---------- Supplied passage ----------

Maintaining this perspective has helped me celebrate the overall good we are achieving, without being frustrated or discouraged when results do not meet my expectations. It has also helped me be more patient and forgiving of other leaders.
Trust governance processes
Most Southern Baptist denominational bodies and entities are governed by a Board of Trustees. Baptists elect these Boards and trust them – hence, the name “trustees” – to lead with doctrinal, financial, and missional integrity. For the most part, trustees are everyday Baptists who use their spiritual sensitivities, professional competencies, and common sense to make reasonable decisions related to their respective entity. Occasionally, they make mistakes and when they do the media – secular, religious, and social – delight in reporting it thoroughly.
For the most part, however, trustees do a credible job leading our denomination. They provide a workable method for millions of Baptists to have a grass-roots voice in governing denominational entities. While it is easy to point out the problems with this system, doing so begs the question, “How would you replace it?” A pope? A synod? A council? There is no perfect process because there are no perfect people, but trustees bringing their collective wisdom to bear on governance issues is the best way for us to guide our collective work.

---------- Source data ----------

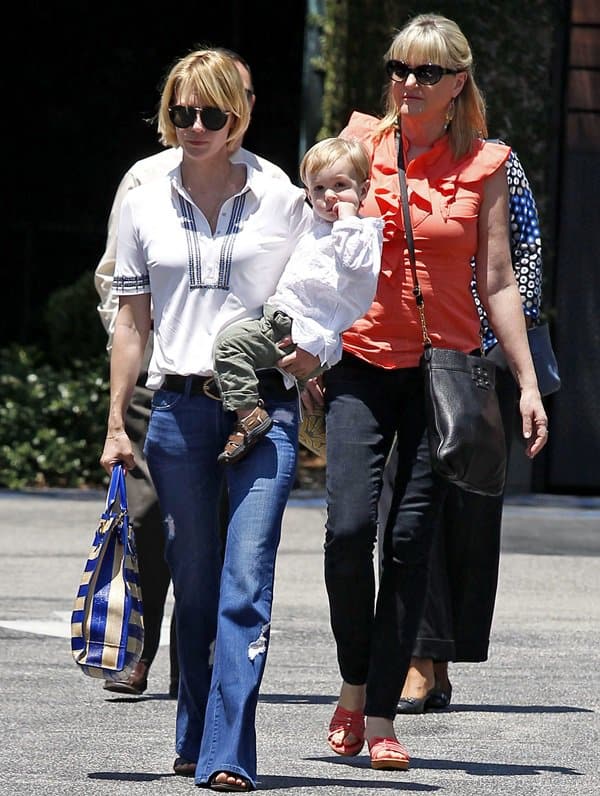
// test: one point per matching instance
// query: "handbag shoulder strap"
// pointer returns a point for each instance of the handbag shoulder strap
(410, 241)
(116, 489)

----------

Exercise 1 |
For each statement, decide whether it agrees with the passage on trustee governance. Answer yes or no and quote the deciding words from the passage. (a) Baptists elect the Boards of Trustees. (b) Trustees are mostly professional clergy. (c) The passage holds that a perfect governance process exists.
Exercise 2 |
Please carry the passage on trustee governance forward from its final sentence.

Written answer 1 |
(a) Yes: "Baptists elect these Boards and trust them"
(b) No: "For the most part, trustees are everyday Baptists"
(c) No: "There is no perfect process because there are no perfect people"

Written answer 2 |
Maintaining this perspective gives me confidence in decisions I may not understand or even agree with and patience to wait for the full results. Rank-and-file Baptists, working in a prayerful context, take their trustee roles seriously and make the best decisions most of time.
Accept some losses
Southern Baptists, despite our size, are a minority in American culture. We stand for minority positions on issues like morality, marriage, gender definition, and abortion. The Bible promises believers will face opposition for living out gospel-mandates. In our generation, this expresses itself in almost constant media attacks on and negative public portrayals of Southern Baptists.
Confronting these critics will not mollify them. Addressing the problems they raise will not satisfy them. Trying to answer complaints and win arguments is futile – like playing media “Whack-a-mole.” Time is better spent on more positive pursuits.
Maintaining this perspective keeps me centered on our mission. We can do very little to control the narrative others broadcast about us. Our media ability pales in comparison to the sophistication of our critics. While talking back is temporarily satisfying, staying on message about the gospel and our mission is more eternally significant.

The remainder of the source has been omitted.